» Excerpt to read:
-*-*-
Neend is a Pakistani drama film directed by Hassan Tariq in his directorial debut and released in 1959.

Based on a story and screenplay by Riaz Shahid, the films stars Noor Jehan, Neelo and Aslam Pervaiz with Nighat Sultana, Allauddin and Agha Talish in supporting roles. The music was done by Rashid Attre while Noor Jehan also sang two songs of the film.

Neend is one of the last films of Noor Jahan, after which she retired from acting. The film was a hit at the box office and was later remade by the director in 1977 as Begum Jaan. BBC Urdu included it in the best selected films of Pakistani cinema. It was screened by Lok Virsa Museum in August 2016, as a part of special feature films screening in the country.

Plot 

The story of the film starts from a school where a child is taken for admission. The man who brings the children there, starts telling a story to the Principal where a coal picker on the railway track becomes a mother to a child after falling for the lust of a flamboyant Seth. Seth refuses to take the baby and the baby's mother shoots Seth and goes to jail. Here the flashback ends and this is the kid who has come for school admission.
-*-*-
» Data:
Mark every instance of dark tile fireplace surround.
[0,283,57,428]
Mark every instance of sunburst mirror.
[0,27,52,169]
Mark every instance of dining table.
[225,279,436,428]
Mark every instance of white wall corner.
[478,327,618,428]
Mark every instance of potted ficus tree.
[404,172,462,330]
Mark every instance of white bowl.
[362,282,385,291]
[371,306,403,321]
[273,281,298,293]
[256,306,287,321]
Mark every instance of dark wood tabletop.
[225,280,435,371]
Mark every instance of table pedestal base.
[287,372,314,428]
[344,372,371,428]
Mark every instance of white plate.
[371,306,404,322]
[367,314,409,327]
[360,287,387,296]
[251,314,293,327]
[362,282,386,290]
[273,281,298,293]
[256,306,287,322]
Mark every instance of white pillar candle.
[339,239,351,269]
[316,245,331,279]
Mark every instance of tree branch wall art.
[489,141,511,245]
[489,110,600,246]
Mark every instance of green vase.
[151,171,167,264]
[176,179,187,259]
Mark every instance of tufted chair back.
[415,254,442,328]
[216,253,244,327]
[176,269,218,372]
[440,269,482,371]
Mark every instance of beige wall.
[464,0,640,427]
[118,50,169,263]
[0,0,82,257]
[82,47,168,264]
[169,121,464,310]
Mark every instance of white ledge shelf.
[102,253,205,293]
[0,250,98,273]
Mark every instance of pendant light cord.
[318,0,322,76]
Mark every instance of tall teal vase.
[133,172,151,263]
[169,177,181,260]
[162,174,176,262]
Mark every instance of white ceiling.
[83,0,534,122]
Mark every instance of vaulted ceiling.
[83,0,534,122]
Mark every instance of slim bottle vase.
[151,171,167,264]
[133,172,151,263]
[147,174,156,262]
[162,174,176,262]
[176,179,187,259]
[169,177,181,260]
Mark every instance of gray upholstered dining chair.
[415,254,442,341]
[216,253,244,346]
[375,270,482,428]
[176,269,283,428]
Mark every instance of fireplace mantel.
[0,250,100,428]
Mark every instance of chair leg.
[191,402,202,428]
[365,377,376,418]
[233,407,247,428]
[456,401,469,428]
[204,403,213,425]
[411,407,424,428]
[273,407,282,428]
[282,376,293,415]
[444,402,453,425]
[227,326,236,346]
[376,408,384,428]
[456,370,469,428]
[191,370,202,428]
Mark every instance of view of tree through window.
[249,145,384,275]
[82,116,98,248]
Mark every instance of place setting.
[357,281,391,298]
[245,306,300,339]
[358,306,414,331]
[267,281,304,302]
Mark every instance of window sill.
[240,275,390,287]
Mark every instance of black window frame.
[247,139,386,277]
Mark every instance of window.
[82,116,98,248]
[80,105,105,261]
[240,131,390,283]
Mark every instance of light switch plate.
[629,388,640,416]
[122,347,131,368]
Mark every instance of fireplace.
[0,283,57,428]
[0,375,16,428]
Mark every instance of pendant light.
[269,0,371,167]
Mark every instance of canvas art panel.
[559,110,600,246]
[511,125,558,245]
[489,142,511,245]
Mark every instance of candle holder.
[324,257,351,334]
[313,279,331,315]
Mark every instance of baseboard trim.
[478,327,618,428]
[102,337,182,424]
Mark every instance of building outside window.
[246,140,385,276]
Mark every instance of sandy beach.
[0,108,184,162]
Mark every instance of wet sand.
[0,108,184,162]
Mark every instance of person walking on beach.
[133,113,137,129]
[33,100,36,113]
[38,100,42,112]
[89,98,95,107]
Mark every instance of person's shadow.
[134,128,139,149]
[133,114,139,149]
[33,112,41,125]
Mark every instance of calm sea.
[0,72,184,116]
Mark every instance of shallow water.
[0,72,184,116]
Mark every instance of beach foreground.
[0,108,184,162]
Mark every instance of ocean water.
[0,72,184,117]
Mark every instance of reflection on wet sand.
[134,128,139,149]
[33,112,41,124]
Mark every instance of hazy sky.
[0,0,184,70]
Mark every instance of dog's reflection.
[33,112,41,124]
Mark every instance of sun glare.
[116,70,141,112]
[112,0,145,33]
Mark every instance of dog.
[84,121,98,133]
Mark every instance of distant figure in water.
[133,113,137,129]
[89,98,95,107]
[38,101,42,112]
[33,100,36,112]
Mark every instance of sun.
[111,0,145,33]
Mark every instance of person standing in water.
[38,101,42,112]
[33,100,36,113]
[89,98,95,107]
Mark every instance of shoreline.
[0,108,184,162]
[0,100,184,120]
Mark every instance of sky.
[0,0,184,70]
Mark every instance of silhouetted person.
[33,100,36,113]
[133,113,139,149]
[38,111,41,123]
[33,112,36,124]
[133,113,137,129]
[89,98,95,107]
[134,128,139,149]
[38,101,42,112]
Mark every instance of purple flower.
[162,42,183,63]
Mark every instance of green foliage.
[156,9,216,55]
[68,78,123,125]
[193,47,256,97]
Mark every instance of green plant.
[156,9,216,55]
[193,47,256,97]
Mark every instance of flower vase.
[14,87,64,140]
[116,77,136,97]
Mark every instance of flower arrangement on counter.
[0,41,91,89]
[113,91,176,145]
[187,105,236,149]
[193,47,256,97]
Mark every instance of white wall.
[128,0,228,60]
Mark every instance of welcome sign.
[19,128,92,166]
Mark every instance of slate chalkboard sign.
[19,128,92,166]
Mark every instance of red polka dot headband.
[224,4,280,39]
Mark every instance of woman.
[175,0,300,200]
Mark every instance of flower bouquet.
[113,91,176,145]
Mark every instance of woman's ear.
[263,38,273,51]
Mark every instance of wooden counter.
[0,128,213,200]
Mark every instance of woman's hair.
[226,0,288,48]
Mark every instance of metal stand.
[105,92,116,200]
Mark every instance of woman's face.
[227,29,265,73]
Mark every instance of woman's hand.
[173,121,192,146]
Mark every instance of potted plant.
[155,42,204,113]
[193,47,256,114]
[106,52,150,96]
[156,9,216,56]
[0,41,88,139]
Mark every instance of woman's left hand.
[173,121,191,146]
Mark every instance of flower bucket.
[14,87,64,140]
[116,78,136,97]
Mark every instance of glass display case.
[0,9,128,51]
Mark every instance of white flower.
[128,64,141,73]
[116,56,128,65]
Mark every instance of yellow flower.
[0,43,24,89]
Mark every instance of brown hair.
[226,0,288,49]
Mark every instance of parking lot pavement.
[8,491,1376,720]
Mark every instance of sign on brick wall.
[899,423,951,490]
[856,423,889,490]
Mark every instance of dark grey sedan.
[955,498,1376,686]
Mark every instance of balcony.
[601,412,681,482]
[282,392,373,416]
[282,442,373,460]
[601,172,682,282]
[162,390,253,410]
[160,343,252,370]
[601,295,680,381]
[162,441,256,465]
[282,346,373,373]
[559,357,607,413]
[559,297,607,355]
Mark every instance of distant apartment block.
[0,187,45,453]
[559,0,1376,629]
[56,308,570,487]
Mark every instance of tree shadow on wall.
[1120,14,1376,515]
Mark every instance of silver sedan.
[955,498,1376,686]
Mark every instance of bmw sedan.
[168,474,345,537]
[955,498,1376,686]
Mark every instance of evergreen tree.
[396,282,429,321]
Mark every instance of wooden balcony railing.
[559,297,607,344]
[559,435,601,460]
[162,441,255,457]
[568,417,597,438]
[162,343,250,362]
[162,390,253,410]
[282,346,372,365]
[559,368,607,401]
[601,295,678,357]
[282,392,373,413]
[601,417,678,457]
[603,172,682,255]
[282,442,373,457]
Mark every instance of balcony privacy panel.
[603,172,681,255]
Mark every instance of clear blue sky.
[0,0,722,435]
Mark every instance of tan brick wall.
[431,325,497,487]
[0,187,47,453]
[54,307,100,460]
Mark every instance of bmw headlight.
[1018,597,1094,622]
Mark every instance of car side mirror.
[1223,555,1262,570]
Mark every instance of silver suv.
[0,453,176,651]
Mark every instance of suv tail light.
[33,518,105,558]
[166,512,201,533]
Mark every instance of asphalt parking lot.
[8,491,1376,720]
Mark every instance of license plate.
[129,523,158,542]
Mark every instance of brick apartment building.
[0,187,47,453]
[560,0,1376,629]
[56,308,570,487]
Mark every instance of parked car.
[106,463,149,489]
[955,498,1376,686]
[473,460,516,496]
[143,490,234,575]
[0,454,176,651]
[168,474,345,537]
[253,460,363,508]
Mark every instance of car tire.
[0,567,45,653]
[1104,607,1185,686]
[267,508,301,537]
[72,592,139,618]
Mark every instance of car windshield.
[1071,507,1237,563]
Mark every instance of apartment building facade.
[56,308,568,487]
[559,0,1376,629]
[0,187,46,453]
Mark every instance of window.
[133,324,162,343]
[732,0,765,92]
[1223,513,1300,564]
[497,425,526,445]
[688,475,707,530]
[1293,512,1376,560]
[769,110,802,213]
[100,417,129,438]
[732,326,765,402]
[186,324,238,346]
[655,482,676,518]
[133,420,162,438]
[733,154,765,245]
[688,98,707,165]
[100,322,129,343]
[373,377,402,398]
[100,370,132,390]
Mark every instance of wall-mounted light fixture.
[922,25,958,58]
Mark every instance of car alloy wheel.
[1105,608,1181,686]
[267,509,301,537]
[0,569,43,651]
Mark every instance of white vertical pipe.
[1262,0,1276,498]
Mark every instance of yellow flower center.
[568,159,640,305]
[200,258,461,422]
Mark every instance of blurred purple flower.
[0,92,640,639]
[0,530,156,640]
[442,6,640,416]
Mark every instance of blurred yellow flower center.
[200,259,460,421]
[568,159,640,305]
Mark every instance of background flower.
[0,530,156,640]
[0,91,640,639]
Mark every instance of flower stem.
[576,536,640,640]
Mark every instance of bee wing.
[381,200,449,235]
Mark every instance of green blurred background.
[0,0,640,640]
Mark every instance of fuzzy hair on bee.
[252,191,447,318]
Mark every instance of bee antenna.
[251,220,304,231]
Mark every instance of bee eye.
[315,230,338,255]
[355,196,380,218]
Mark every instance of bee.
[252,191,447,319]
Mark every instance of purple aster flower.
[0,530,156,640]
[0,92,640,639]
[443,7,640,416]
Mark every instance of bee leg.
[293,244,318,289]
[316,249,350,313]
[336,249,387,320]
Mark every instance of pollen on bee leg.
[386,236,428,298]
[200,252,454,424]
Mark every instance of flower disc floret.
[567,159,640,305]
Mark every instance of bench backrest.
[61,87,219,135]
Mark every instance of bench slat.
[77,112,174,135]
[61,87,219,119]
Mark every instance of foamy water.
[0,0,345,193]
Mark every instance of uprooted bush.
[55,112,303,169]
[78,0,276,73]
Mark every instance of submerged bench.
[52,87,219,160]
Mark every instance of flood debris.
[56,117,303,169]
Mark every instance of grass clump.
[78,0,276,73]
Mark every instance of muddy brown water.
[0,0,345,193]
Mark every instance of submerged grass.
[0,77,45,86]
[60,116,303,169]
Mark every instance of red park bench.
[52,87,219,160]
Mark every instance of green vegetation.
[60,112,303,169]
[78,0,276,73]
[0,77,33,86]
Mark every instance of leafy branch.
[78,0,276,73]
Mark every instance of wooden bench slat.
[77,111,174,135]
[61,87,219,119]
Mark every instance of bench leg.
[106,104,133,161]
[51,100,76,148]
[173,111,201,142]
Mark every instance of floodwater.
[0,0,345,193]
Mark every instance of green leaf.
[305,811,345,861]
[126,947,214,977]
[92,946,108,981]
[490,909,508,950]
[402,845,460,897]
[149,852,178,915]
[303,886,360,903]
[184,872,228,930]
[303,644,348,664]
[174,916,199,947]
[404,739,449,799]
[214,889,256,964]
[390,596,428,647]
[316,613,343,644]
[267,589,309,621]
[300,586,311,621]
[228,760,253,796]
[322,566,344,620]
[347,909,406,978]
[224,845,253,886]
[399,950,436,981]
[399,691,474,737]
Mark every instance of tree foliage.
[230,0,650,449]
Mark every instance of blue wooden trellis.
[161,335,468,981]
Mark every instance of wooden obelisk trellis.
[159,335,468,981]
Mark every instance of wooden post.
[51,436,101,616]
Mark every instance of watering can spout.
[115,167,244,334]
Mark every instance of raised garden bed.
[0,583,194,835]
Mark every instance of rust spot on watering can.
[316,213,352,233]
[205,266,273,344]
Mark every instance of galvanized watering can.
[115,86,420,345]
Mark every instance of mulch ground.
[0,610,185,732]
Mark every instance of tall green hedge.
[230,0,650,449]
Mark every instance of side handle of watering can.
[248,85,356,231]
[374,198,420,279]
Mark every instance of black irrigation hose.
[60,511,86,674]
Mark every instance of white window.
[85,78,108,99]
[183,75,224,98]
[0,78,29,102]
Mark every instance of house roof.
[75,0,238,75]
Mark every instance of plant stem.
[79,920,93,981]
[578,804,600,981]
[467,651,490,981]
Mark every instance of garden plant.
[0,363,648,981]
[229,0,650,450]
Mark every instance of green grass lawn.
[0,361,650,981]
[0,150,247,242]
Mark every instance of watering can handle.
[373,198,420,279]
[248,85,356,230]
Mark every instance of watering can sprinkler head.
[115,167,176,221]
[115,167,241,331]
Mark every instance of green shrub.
-*-*-
» Brief: Please copy word for word the passage about the film Neend, beginning at the words "Based on a story" and stopping after "in the country.".

» Solution:
Based on a story and screenplay by Riaz Shahid, the films stars Noor Jehan, Neelo and Aslam Pervaiz with Nighat Sultana, Allauddin and Agha Talish in supporting roles. The music was done by Rashid Attre while Noor Jehan also sang two songs of the film.

Neend is one of the last films of Noor Jahan, after which she retired from acting. The film was a hit at the box office and was later remade by the director in 1977 as Begum Jaan. BBC Urdu included it in the best selected films of Pakistani cinema. It was screened by Lok Virsa Museum in August 2016, as a part of special feature films screening in the country.